Text passage:
Make or break time at UN Summit
Make or break time at UN Summit
With less than a week to go before the UN World Summit in New York, international agency Oxfam is very concerned that negotiations are teetering on the brink of failure because Governments are not reaching agreement on key poverty reduction measures, arms controls and their ‘Responsibility to Protect’ civilians.
Nicola Reindorp, head of Oxfam’s New York office has been lobbying at the United Nations and speaking daily to the UN Ambassadors and diplomats who are negotiating the Summit outcome document.
“Negotiations are on the verge of collapse. Some very fast footwork is needed by ambassadors at the United Nations to get agreements on stopping future genocides and reaching internationally agreed targets to end poverty,” said Nicola Reindorp. “If this does not happen, an historic chance for UN reform will go down as a dismal failure.
The World Summit will be held September 14-16 and Heads of State and country leaders will review the Millennium Declaration – including commitments on development, human rights and security – that they made in 2000. At stake are the big issues of global security and UN reform. Oxfam believes that the largest gathering of world leaders in history is a crucial chance for countries to truly commit to ending the terrible poverty injustice and suffering that kill millions of people every year.
“If countries such as Russia, India, Pakistan, Cuba and Venezuela join the majority of UN member states ready to agree to protect civilians facing genocide, the summit can be rescued,” said Oxfam’s Nicola Reindorp. “These governments will hold the summit hostage if they refuse to support fully the life-saving measure.”
“The United States is very slowly starting to play ball on the summit. It must now work much harder if the Summit is to reach goals on ending poverty and preventing future genocides.”
“From controls on small arms to agreements to end genocide, diplomats are ducking the real issues that would make a difference for millions across the planet.”
“Diplomatic wrangling has taken the place of political will and vision. If governments don’t get serious in the next few days and actually commit to action on poverty reduction and stopping genocides, the Summit will deliver only dashed hopes and broken promises,” Reindorp said.
Barry Coates, Executive Director of Oxfam New Zealand says: “Urgent action in advance of the Summit is crucial in order to have any chance of achieving the Millennium Development Goals.
“The cost of the failure would be more hardship for the victims of disasters, more suffering for those living in poverty, and the unnecessary deaths of thousands of children.”
Notes to editors:
1) Oxfam is calling for four key commitments in the summit declaration – as outlined below
2) Oxfam’s analysis of the September 6 Draft Outcome Document for the UN World Summit – the latest draft outcome – is attached
A Summit Declaration will be produced and Oxfam is calling for four key commitments in the summit declaration:
Governments must agree their collective ‘’Responsibility to Protect’’ civilians facing large-scale atrocities such as genocide and ethnic cleansing when the government of the people concerned is unwilling or unable to do so. This is an historic measure that could help prevent atrocities like Rwanda from ever happening again. If endorsed in its current form, this commitment would establish a new international norm, specifically that: states share the ‘’responsibility to take collective action in a timely and decisive manner” to protect civilians facing grave atrocities like genocide, ethnic cleansing, crimes against humanity and war crimes when the government of the people concerned is unwilling or unable to do so.

Collected data:

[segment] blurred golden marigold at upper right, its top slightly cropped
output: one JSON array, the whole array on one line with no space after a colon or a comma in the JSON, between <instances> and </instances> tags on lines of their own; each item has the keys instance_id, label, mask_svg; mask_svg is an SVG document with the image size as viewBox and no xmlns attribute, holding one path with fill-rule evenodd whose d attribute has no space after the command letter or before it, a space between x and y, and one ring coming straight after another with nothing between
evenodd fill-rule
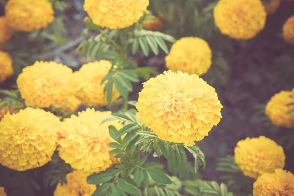
<instances>
[{"instance_id":1,"label":"blurred golden marigold at upper right, its top slightly cropped","mask_svg":"<svg viewBox=\"0 0 294 196\"><path fill-rule=\"evenodd\" d=\"M255 37L267 18L261 0L220 0L213 14L222 34L245 40Z\"/></svg>"}]
</instances>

Problem requirements: In the UN World Summit article above, which countries does Nicola Reindorp say should join the majority of UN member states ready to agree to protect civilians facing genocide?

Finished exercise: Russia, India, Pakistan, Cuba and Venezuela.